[Data records]
▬▬▬
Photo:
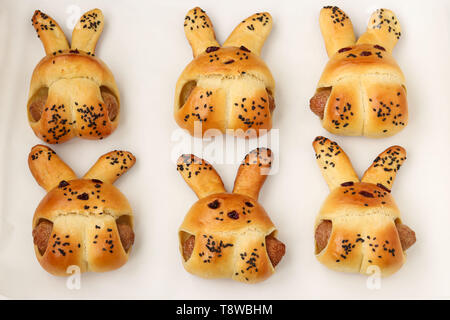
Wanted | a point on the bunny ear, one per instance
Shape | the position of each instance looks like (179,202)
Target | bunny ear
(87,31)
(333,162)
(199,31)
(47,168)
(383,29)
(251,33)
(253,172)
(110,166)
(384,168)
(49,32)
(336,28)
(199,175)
▬▬▬
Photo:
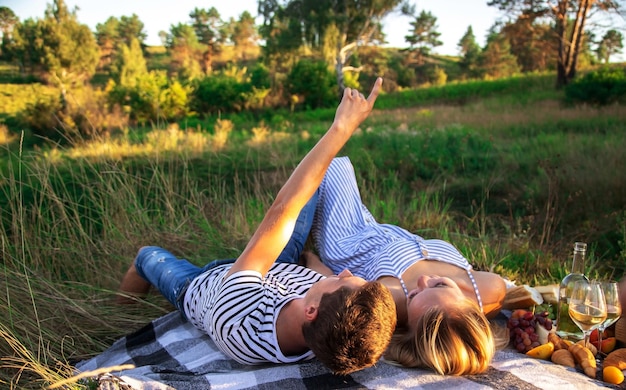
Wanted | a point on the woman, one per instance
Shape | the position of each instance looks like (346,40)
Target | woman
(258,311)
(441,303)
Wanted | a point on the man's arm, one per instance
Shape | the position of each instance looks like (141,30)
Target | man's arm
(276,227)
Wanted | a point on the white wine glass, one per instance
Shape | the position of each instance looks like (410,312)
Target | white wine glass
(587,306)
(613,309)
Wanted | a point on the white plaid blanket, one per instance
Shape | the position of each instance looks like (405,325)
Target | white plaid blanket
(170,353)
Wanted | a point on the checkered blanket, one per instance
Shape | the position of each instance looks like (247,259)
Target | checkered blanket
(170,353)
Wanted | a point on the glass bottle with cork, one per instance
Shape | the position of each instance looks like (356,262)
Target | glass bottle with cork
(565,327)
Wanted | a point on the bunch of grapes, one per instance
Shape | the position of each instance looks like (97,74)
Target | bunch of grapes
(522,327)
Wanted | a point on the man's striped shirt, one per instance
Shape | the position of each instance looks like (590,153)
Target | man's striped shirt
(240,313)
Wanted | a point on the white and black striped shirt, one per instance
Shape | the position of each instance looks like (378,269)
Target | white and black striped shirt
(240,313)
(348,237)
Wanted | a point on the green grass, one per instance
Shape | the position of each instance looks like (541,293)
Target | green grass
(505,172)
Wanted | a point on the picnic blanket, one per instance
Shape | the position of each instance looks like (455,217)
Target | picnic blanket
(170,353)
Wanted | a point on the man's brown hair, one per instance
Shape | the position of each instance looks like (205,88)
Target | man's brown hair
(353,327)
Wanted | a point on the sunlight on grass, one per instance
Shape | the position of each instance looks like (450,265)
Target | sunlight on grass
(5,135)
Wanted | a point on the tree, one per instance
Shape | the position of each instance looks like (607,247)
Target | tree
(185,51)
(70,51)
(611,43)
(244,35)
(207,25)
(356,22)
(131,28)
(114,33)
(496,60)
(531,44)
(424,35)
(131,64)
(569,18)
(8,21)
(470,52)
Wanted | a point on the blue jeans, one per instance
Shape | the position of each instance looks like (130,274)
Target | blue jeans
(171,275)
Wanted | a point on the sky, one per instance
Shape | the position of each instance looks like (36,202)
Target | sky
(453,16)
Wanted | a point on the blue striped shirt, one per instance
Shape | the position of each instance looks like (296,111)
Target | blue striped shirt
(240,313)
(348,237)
▬▬▬
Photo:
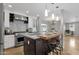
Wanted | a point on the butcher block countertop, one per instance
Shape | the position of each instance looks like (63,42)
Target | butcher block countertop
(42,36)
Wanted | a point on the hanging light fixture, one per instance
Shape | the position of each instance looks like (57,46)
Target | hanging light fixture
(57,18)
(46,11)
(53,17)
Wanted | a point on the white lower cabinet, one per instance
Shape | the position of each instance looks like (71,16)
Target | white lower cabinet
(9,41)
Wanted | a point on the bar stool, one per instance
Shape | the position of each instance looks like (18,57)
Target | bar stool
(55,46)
▬▬▬
WHAT IS BEING ASKED: Please write out, exactly as they appear above, only the lines in the stretch from the line with "Wanted | a point on the sunlight" through the line with "Wanted | a point on the blue striped".

RESPONSE FOR THIS EXERCISE:
Wanted | a point on the sunlight on grass, one per instance
Shape | the position of each instance looks like (450,265)
Target | sunlight on grass
(5,135)
Wanted | a point on the tree, one per instance
Shape | the position of each instance looks like (607,247)
Target | tree
(185,51)
(70,51)
(611,43)
(244,35)
(207,25)
(356,22)
(131,28)
(114,33)
(496,60)
(531,44)
(424,35)
(131,64)
(569,18)
(8,21)
(470,52)
Wanted | a point on the blue jeans, one per instance
Shape | the position of each instance looks like (130,274)
Target | blue jeans
(171,275)
Wanted | a point on the sky, one per instance
Shape | the position of each instance looks like (36,202)
Target | sky
(453,16)
Wanted | a point on the blue striped shirt, one per instance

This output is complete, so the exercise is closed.